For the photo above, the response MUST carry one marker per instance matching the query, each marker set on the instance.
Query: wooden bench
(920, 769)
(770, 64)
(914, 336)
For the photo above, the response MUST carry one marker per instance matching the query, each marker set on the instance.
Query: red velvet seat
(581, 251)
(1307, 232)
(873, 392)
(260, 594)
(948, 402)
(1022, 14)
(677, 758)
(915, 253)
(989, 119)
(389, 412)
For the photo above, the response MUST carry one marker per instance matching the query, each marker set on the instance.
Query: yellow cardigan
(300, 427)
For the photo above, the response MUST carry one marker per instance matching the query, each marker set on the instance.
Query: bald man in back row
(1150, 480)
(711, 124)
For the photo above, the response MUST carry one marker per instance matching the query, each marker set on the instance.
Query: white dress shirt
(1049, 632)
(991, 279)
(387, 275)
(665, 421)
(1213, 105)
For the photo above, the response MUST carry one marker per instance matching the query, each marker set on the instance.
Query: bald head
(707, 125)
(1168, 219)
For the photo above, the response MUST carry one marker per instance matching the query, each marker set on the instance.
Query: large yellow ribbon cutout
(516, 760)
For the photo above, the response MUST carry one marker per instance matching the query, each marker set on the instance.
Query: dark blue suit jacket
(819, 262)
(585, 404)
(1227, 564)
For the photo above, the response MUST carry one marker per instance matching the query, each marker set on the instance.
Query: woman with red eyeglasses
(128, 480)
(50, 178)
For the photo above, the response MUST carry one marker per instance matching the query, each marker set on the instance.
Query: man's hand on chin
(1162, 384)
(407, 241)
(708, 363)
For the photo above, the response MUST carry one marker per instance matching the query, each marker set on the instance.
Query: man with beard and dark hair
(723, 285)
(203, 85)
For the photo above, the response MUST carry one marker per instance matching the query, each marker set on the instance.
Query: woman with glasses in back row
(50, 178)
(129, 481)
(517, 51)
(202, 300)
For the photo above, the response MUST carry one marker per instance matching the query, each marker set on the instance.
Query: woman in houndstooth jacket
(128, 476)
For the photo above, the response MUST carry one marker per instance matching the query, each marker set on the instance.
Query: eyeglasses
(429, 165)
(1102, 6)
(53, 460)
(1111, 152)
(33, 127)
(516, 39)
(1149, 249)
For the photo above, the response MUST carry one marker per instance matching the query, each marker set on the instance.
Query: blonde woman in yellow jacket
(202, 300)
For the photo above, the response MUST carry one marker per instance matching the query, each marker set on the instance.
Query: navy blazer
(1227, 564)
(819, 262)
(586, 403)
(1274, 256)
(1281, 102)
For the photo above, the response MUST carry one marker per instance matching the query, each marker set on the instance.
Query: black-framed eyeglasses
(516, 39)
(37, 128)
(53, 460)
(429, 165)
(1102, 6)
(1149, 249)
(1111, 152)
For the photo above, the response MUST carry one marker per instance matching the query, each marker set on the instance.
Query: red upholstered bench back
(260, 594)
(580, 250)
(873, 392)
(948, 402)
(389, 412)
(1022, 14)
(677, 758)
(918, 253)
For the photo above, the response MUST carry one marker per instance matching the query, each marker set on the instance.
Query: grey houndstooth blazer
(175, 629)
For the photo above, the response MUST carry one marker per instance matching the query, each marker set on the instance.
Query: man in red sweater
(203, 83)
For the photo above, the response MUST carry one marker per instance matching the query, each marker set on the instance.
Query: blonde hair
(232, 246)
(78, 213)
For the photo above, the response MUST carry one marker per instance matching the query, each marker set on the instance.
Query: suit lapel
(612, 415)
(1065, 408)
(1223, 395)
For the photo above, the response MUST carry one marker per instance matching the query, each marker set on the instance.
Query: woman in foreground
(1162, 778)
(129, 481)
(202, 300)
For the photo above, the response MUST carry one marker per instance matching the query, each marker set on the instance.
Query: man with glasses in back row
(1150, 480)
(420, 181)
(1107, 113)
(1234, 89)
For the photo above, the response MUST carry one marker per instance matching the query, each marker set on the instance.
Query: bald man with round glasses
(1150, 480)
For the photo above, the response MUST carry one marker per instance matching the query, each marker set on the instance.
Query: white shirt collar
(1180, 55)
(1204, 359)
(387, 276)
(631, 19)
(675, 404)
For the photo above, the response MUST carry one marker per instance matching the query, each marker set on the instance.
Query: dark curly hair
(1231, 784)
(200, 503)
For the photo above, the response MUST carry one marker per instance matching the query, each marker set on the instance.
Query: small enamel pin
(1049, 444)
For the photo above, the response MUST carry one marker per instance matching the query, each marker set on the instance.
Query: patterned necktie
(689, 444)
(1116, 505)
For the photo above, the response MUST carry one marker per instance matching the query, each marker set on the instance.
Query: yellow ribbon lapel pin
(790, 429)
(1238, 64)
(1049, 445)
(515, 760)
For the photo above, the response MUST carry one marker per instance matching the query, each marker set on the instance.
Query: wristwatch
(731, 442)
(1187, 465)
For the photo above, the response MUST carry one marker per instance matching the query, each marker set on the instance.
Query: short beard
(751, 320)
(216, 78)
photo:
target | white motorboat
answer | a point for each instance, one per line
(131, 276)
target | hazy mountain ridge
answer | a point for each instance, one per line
^^^^^^^^^^^^^^^^
Exercise objective –
Go line by line through the records above and copy each one containing "target".

Result for this task –
target | white motorboat
target | hazy mountain ridge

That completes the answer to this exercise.